[WHAT NEEDS TO BE DONE]:
Set down the entries below word for word, starting at the first line of the entries and ending at the line that contains "column 416, row 379", with both ends included.
☆ ☆ ☆ ☆
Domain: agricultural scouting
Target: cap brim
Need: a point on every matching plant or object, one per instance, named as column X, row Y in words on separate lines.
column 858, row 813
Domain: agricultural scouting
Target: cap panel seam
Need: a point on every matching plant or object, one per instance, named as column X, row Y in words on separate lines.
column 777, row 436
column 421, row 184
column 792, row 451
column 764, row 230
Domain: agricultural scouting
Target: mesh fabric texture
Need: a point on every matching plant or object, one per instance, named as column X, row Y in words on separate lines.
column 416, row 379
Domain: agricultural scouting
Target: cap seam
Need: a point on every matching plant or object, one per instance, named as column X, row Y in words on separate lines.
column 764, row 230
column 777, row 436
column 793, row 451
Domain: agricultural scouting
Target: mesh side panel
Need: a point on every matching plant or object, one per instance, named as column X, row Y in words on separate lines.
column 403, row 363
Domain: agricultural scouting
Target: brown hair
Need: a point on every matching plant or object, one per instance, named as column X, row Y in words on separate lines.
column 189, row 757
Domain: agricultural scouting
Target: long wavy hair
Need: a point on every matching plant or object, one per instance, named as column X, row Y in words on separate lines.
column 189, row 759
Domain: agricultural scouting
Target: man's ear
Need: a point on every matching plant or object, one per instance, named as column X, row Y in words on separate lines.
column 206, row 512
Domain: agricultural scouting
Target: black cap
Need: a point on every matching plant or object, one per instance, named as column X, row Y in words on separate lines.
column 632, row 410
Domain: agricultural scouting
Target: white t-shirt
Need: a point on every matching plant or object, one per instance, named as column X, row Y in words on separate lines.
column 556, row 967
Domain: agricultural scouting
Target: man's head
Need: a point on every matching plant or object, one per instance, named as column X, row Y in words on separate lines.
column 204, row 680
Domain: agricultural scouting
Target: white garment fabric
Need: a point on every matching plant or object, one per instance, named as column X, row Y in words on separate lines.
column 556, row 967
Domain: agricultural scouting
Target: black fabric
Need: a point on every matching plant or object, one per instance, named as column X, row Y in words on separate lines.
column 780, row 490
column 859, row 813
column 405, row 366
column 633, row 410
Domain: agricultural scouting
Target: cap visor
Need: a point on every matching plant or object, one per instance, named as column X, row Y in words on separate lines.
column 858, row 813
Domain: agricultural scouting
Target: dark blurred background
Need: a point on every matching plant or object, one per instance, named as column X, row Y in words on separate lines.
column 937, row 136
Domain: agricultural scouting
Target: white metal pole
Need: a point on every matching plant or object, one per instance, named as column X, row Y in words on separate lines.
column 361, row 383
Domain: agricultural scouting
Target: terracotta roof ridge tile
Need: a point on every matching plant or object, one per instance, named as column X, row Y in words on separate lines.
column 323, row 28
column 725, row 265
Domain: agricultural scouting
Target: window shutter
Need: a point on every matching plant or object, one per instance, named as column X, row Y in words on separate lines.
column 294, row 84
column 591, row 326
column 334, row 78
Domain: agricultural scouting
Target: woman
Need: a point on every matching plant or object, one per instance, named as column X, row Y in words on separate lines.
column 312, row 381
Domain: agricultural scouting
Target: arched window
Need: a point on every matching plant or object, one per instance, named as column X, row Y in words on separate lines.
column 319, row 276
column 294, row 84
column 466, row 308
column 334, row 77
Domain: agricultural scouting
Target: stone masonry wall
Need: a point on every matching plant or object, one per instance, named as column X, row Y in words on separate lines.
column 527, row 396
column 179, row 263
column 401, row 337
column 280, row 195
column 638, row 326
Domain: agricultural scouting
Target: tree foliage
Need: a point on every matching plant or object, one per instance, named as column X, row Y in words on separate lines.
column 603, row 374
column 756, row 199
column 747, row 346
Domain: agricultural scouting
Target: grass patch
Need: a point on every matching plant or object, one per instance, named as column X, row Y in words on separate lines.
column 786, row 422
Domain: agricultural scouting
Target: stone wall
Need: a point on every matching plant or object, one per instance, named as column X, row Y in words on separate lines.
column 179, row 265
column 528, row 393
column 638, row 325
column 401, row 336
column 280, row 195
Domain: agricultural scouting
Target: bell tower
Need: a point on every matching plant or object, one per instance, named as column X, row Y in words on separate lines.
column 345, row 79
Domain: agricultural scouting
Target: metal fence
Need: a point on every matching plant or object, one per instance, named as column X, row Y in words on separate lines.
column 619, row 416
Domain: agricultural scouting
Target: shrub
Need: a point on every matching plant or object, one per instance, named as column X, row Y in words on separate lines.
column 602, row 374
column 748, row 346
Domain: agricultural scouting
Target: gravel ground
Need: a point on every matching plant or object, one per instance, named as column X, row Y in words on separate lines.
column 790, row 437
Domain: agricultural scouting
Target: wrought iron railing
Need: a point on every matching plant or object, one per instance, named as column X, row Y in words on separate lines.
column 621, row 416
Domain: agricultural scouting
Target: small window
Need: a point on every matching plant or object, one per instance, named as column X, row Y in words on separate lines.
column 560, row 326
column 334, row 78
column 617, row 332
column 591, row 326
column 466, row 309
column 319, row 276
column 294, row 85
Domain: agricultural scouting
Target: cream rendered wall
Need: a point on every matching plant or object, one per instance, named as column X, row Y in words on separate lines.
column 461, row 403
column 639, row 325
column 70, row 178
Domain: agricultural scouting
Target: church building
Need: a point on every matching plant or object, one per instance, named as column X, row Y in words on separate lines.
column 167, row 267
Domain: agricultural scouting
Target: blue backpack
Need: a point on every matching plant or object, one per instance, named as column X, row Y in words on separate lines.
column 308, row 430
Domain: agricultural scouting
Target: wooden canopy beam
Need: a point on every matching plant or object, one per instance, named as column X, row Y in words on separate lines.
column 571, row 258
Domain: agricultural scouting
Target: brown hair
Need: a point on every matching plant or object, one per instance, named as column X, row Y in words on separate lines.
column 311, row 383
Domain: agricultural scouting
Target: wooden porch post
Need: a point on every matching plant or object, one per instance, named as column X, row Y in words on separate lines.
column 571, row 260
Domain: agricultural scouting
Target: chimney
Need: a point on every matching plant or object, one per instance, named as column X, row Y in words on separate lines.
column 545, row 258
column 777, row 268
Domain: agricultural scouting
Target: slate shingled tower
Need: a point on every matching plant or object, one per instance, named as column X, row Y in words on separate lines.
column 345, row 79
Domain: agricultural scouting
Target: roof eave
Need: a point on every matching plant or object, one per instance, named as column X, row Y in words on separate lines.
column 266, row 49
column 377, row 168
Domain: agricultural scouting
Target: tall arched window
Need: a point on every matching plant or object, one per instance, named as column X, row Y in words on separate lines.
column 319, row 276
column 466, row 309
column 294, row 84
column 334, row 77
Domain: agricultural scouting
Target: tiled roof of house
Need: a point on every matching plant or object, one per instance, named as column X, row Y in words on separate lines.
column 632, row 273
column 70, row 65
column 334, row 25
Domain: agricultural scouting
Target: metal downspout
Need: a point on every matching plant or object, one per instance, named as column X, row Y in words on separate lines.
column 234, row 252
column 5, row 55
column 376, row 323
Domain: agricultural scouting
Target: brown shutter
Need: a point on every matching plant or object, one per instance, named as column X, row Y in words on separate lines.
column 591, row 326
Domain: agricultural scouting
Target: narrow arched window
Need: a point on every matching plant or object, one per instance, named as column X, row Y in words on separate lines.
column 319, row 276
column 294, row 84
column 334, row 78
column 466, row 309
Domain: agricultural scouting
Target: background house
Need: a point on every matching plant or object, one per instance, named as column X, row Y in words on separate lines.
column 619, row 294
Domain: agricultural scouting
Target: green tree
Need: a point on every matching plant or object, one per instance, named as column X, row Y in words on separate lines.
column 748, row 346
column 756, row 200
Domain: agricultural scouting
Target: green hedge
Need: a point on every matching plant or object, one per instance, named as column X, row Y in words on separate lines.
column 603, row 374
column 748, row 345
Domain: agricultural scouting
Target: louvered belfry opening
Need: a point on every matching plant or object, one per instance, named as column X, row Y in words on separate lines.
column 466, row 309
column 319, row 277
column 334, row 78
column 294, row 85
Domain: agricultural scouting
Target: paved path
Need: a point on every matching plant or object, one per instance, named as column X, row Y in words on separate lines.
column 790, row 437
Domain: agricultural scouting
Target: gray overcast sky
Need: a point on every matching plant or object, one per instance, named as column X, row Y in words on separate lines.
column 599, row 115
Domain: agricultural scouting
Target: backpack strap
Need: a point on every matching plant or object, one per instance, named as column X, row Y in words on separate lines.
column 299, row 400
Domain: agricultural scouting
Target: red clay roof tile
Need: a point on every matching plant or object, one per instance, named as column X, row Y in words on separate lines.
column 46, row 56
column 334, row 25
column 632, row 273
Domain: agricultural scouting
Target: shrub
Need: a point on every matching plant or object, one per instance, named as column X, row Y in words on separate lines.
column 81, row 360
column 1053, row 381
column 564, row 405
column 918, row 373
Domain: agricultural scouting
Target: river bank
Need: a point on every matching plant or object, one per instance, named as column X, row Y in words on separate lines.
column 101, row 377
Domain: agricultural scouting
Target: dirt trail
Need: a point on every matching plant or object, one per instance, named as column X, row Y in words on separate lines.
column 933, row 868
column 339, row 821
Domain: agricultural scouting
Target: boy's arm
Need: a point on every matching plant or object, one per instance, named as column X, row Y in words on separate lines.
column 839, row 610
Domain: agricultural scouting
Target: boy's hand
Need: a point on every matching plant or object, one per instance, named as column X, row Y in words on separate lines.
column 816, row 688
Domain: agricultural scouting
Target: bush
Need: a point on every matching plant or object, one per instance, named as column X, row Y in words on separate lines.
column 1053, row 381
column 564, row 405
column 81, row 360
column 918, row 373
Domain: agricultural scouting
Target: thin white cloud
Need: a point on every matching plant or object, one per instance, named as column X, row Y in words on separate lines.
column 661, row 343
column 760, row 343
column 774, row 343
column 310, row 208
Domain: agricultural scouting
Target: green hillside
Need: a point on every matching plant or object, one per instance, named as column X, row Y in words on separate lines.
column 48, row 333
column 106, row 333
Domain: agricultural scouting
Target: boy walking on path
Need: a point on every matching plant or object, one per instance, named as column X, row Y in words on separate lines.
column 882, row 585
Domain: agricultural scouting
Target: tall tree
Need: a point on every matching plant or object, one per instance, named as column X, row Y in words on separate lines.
☆ ☆ ☆ ☆
[PROBLEM SOLUTION]:
Domain: agricultural scouting
Target: cap brim
Need: a point on every matching plant or object, one per instance, named as column X, row Y in words on separate lines.
column 858, row 813
Domain: agricultural scouting
Target: cap panel seam
Need: a point on every matching plant or object, one per instance, named as column X, row Y in words on separate lines.
column 777, row 436
column 421, row 184
column 792, row 451
column 764, row 230
Domain: agricultural scouting
Target: mesh fabric texture
Need: a point on every matching plant or object, one per instance, named as column X, row Y in words on separate lines.
column 416, row 379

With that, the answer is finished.